* **SET EXERCISE**
Repeat the lines that begin with the one containing "For every instance of the dirt" and end with the one containing "x=614, y=209", substituting "gravel path" for "dirt path" and leaving everything else unchanged.

○ ○ ○

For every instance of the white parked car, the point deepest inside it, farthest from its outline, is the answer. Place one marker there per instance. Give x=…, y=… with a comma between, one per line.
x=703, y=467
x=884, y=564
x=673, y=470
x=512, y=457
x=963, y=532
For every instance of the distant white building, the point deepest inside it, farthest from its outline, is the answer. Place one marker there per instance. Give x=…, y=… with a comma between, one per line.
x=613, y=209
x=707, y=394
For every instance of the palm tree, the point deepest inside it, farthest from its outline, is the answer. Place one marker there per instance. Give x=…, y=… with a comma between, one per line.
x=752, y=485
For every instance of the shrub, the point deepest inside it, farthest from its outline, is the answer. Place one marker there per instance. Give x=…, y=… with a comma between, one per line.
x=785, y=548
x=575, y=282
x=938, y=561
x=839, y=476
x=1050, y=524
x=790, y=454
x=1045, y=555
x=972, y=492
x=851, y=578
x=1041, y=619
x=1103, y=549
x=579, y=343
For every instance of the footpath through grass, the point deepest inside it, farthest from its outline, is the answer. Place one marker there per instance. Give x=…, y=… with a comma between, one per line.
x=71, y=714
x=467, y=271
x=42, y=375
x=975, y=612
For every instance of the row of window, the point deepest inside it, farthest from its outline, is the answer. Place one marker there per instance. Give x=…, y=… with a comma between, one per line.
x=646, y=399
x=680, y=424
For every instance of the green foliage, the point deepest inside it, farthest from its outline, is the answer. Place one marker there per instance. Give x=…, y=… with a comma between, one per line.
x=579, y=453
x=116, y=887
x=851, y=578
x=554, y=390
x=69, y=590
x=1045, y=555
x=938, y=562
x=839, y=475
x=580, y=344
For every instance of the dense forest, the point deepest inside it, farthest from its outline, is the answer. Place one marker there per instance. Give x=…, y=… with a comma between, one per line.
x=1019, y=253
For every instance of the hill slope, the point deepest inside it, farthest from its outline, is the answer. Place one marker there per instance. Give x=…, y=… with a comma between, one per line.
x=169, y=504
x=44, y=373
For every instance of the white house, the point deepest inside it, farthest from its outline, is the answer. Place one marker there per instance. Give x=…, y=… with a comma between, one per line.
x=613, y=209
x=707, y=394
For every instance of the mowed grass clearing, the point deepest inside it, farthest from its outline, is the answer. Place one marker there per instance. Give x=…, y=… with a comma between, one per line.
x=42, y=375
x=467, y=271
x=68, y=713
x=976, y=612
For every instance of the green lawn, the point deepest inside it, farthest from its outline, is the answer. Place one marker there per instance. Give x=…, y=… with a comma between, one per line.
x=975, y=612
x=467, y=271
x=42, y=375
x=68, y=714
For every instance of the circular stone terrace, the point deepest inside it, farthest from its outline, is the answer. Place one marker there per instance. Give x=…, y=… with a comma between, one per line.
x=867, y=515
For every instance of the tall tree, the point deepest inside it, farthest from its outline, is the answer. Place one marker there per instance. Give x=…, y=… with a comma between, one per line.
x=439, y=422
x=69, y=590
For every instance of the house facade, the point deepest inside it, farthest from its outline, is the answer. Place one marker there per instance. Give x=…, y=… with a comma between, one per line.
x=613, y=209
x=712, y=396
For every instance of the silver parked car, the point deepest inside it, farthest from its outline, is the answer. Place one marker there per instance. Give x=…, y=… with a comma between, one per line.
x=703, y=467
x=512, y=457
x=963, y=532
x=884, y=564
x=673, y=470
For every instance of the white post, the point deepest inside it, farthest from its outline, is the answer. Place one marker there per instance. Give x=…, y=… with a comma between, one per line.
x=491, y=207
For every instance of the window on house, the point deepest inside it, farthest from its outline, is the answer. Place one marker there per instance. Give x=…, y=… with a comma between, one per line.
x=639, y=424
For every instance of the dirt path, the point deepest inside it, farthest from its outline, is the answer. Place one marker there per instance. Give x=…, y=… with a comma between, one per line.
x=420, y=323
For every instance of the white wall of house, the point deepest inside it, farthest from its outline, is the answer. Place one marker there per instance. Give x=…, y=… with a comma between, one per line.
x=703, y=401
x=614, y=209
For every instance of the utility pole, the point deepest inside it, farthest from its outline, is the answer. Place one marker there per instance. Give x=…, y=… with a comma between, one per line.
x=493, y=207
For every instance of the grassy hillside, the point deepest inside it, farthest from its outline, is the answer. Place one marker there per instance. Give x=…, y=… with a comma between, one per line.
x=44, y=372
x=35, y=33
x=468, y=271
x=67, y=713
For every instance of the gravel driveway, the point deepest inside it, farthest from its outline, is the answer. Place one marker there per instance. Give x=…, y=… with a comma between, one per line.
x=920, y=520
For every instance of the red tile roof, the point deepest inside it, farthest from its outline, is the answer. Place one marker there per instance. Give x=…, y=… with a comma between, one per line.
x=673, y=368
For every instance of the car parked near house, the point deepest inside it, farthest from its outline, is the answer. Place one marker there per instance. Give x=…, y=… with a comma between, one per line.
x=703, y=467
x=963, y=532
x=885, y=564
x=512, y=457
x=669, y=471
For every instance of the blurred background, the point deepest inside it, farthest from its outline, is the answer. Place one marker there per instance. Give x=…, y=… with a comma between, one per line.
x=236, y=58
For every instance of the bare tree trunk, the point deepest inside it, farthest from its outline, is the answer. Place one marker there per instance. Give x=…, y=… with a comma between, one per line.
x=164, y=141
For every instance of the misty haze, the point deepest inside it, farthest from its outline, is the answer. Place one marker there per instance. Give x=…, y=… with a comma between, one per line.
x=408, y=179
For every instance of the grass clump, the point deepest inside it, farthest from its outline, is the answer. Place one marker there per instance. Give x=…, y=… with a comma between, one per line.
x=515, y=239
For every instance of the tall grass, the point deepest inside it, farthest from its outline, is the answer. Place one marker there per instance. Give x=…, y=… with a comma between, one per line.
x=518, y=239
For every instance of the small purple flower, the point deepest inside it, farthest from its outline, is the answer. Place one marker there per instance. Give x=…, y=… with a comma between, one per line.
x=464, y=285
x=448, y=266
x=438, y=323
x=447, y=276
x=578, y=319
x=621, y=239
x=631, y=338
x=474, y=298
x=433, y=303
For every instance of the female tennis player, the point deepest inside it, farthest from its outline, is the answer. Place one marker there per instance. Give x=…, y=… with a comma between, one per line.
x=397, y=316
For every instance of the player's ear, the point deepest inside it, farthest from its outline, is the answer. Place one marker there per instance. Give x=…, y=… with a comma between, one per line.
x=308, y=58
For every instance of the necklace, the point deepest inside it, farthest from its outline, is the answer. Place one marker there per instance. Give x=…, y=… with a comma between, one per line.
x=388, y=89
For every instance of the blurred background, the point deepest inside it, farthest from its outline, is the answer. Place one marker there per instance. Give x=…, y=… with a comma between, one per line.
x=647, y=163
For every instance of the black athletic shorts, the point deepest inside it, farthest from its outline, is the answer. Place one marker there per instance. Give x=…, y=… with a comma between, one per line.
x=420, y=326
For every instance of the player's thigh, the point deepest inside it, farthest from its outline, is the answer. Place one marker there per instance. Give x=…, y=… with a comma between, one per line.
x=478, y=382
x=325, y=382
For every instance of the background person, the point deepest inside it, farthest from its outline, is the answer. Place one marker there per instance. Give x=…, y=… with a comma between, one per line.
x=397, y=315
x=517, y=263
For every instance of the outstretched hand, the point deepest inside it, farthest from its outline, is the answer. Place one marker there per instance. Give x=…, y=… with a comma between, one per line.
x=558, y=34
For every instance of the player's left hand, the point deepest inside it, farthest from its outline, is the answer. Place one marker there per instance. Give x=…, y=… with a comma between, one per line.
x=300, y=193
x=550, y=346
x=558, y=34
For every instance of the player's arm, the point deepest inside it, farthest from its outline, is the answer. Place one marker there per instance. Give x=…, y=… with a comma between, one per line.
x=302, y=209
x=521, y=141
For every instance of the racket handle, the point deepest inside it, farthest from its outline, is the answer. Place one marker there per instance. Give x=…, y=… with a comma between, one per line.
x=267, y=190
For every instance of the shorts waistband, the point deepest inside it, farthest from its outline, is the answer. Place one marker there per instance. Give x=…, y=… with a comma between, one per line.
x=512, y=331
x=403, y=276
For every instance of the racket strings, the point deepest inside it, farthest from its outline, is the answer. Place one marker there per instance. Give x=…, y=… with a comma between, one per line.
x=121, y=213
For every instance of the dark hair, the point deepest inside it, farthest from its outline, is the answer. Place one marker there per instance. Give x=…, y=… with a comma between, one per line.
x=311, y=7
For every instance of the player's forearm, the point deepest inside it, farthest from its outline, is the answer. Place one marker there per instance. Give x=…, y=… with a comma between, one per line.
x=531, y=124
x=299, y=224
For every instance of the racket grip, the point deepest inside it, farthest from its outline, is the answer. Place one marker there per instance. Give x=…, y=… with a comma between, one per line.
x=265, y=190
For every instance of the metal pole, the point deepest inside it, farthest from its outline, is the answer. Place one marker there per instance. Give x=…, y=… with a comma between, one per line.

○ ○ ○

* **ANSWER BELOW**
For every instance of the gravel path, the point deepest inside it, farthest from its outline, is the answer. Place one marker there per instance. Give x=…, y=… with a comma between, one per line.
x=420, y=323
For every instance of the white wall of house, the point deepest inside it, farthest from its outline, is the answer. Place one marker there per instance. Give x=…, y=… with a comma between, one per line.
x=703, y=401
x=614, y=209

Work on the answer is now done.